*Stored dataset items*
........
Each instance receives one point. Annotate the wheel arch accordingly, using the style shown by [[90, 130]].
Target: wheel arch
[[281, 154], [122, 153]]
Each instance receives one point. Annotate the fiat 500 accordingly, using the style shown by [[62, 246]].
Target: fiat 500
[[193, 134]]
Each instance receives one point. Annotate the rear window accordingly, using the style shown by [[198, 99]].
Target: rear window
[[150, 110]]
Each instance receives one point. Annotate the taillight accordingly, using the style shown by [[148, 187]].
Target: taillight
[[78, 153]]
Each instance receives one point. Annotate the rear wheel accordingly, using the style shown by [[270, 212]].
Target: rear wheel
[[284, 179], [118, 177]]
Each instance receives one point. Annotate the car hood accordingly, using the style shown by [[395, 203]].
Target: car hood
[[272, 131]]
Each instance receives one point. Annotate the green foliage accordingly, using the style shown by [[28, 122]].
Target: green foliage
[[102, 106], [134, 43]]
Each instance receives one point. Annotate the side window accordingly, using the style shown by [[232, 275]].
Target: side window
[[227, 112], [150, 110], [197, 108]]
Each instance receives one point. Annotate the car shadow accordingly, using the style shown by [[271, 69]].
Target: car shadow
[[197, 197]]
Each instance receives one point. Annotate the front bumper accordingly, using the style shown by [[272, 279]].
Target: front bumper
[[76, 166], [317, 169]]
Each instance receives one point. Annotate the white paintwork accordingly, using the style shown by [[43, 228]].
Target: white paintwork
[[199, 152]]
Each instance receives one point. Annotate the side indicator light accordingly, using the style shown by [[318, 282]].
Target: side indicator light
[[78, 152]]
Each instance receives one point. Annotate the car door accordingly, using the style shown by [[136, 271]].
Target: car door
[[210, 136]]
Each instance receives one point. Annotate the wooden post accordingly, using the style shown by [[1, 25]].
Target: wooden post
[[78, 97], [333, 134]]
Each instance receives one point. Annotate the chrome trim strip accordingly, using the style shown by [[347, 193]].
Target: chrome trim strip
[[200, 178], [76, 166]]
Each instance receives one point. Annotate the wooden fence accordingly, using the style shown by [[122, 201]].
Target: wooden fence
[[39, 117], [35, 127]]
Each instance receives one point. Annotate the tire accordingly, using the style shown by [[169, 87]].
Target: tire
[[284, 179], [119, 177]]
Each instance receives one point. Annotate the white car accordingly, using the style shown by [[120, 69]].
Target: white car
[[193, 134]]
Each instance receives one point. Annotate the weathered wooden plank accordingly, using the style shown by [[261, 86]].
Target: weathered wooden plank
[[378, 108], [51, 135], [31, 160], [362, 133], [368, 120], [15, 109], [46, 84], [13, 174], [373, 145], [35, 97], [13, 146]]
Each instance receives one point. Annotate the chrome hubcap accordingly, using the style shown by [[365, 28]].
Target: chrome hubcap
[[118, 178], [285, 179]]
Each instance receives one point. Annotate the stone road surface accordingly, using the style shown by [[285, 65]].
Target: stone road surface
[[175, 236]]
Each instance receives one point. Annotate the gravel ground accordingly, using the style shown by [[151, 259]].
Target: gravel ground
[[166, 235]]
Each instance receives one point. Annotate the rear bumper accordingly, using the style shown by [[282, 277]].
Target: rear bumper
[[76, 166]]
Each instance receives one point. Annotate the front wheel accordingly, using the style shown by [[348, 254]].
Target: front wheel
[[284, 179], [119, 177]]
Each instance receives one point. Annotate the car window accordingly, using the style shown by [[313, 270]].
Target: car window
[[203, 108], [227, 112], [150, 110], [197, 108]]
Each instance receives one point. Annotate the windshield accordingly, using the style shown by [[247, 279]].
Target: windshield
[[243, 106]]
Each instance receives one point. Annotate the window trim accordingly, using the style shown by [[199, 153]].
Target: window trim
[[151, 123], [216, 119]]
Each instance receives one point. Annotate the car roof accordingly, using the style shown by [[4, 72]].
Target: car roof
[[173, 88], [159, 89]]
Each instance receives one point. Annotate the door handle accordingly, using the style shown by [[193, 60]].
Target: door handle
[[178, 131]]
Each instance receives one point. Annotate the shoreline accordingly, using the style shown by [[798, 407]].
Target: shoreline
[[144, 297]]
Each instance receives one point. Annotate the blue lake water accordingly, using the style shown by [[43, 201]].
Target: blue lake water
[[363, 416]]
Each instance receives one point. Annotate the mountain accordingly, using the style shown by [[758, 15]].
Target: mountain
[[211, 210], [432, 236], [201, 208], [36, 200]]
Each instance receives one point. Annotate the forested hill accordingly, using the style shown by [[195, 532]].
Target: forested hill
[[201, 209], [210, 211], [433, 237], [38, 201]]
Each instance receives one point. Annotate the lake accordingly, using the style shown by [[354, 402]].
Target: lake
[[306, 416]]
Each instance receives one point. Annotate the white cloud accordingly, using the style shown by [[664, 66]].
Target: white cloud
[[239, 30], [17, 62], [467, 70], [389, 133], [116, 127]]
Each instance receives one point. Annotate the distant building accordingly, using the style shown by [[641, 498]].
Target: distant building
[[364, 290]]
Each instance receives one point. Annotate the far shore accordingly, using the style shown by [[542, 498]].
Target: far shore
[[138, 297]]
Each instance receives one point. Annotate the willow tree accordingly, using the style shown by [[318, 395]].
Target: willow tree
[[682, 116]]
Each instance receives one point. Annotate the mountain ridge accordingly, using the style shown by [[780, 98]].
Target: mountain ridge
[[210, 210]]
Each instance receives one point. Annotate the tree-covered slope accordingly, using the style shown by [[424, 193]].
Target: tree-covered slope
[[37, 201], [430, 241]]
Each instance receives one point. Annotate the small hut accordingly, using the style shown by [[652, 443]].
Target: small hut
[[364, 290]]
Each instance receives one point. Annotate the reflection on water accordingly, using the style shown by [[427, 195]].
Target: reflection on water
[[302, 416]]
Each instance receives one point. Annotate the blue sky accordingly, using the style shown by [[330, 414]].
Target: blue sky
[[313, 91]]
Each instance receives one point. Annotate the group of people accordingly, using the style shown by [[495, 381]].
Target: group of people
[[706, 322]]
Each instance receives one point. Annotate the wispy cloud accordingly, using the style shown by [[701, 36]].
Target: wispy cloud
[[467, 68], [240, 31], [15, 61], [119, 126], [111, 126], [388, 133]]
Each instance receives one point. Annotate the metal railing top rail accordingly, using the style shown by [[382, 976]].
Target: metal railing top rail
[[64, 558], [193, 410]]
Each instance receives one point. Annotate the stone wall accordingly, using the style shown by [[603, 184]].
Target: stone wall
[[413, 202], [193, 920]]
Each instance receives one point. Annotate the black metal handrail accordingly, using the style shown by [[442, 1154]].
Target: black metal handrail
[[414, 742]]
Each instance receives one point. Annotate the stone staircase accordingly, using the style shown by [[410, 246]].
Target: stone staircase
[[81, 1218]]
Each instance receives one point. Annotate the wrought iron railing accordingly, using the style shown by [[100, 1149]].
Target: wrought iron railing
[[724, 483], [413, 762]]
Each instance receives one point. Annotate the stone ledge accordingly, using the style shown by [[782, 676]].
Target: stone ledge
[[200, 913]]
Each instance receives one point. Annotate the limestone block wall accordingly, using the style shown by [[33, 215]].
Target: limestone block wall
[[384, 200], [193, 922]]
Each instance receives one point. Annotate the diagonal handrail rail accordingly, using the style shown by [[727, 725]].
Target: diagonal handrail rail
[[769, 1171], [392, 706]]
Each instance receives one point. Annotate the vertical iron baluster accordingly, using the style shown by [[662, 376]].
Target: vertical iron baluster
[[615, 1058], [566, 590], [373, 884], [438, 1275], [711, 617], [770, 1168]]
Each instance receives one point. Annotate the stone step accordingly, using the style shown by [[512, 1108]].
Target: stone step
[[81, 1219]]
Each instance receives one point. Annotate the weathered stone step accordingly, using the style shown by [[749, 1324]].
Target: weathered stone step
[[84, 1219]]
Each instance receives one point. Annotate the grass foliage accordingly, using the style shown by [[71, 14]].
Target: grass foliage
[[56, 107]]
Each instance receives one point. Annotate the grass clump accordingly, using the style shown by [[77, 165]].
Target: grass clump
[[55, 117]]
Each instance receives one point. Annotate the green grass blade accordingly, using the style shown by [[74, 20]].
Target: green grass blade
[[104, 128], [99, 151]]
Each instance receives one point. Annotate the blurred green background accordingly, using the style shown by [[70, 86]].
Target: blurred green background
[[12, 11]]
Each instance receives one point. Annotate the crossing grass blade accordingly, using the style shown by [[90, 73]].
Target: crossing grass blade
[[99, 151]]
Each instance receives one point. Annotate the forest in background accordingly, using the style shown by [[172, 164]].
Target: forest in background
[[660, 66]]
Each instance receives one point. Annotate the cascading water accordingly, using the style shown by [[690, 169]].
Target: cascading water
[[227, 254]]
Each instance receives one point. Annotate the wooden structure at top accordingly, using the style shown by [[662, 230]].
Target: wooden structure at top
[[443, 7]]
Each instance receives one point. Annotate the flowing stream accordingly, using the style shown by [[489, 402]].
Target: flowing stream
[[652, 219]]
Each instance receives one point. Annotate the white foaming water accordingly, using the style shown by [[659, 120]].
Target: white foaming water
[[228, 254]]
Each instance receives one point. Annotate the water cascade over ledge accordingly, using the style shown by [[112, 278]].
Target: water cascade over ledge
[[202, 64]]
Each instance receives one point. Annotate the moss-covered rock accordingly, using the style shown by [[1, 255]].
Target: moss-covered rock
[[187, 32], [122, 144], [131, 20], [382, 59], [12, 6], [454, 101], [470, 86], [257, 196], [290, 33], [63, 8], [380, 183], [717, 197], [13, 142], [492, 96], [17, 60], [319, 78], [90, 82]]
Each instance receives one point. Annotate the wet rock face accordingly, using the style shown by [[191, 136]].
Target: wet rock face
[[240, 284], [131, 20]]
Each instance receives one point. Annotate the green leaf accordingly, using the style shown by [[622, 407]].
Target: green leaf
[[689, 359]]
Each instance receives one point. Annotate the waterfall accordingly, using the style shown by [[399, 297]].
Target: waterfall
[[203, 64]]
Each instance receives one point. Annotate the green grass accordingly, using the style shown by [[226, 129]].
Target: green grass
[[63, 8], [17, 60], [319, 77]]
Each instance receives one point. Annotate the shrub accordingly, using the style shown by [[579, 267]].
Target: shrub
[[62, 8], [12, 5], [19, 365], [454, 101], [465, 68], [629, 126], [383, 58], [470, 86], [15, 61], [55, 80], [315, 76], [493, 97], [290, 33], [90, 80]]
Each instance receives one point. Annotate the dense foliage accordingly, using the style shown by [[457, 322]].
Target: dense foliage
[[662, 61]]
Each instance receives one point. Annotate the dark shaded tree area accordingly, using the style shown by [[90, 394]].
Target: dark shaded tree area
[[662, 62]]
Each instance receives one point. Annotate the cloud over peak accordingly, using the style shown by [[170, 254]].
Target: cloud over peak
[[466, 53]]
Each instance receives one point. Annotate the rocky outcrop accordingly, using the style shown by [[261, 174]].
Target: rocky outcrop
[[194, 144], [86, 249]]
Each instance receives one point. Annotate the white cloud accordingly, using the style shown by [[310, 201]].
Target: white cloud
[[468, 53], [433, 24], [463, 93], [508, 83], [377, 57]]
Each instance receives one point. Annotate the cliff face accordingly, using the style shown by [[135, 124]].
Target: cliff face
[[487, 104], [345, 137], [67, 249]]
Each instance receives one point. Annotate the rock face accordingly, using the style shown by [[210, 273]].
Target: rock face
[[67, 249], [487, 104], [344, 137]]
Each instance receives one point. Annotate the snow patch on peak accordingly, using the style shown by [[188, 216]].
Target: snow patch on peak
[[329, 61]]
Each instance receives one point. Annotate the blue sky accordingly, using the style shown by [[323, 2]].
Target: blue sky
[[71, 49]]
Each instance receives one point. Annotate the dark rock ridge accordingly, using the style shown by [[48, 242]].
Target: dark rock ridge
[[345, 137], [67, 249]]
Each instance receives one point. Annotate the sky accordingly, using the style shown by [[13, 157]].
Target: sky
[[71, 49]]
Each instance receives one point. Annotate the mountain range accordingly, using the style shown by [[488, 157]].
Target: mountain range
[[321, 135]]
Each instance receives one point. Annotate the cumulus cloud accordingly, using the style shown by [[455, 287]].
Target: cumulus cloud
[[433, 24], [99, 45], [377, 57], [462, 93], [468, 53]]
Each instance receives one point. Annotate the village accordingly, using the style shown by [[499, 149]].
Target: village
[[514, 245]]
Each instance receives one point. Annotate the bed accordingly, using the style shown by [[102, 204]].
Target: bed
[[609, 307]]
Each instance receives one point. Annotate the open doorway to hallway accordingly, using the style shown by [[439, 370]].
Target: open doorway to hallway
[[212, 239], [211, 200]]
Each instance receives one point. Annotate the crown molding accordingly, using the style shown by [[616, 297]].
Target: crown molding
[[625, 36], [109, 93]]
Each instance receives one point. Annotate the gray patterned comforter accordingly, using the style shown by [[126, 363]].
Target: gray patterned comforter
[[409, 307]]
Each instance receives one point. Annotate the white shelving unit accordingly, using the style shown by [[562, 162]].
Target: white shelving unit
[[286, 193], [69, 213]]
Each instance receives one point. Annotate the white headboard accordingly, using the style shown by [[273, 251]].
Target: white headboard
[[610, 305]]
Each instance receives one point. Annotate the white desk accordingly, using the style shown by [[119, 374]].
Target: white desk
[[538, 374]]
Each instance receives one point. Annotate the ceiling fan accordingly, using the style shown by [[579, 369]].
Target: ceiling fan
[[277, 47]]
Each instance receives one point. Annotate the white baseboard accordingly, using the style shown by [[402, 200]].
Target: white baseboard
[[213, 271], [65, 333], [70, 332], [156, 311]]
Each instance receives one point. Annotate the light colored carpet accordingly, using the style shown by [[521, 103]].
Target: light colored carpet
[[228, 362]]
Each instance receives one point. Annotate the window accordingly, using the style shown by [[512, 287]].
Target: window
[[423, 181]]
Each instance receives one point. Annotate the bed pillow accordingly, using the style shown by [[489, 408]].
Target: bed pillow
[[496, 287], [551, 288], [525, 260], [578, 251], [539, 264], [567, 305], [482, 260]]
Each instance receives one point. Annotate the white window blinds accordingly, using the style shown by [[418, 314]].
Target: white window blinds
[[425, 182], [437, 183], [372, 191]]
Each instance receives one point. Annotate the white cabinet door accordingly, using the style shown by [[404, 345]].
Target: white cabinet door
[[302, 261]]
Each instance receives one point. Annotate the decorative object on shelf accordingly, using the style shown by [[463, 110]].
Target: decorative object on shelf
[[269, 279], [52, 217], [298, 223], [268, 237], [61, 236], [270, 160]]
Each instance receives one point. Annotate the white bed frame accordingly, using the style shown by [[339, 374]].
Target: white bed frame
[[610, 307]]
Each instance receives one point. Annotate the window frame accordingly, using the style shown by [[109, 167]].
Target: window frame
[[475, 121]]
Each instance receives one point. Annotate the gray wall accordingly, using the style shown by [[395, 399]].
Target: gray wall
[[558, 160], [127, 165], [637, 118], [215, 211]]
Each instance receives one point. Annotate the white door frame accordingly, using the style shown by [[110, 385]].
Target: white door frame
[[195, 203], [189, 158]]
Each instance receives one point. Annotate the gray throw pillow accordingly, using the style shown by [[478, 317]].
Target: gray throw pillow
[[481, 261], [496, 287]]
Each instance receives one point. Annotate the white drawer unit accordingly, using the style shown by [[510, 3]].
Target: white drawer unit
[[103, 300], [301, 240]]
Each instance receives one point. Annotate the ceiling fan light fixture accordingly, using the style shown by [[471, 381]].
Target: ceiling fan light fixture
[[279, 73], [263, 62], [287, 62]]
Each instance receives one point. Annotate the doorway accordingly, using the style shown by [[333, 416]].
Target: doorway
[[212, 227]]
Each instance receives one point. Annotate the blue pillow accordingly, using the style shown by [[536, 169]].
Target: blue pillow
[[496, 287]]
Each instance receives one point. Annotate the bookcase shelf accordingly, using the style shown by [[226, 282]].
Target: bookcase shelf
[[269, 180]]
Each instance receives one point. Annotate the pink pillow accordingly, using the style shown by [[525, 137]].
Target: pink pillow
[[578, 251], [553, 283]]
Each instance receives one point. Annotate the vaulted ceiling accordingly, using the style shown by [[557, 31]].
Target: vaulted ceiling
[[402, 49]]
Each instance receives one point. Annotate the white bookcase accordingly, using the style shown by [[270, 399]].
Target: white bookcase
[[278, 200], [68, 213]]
........
*To be done*
Starting at the line that contains "Each instance receives one point. Annotate the cascading" and ending at the line that contains "[[228, 254]]", rewrite these lines with "Annotate" changed to "Mark" and everything else left the same.

*Written response*
Each instance receives one point. Mark the cascading water accordingly, using the style shown by [[690, 169]].
Target: cascading water
[[227, 254]]
Each instance receives one point. Mark the wooden structure at top accordingly, using the style shown by [[662, 230]].
Target: wooden structure at top
[[443, 7]]
Each instance receives one point. Mark the flowing stream accordingly, using the style shown by [[489, 402]].
Target: flowing stream
[[652, 219]]
Each instance receives one point. Mark the white foaming water accordingly, using the style shown by [[659, 120]].
Target: white foaming water
[[228, 254]]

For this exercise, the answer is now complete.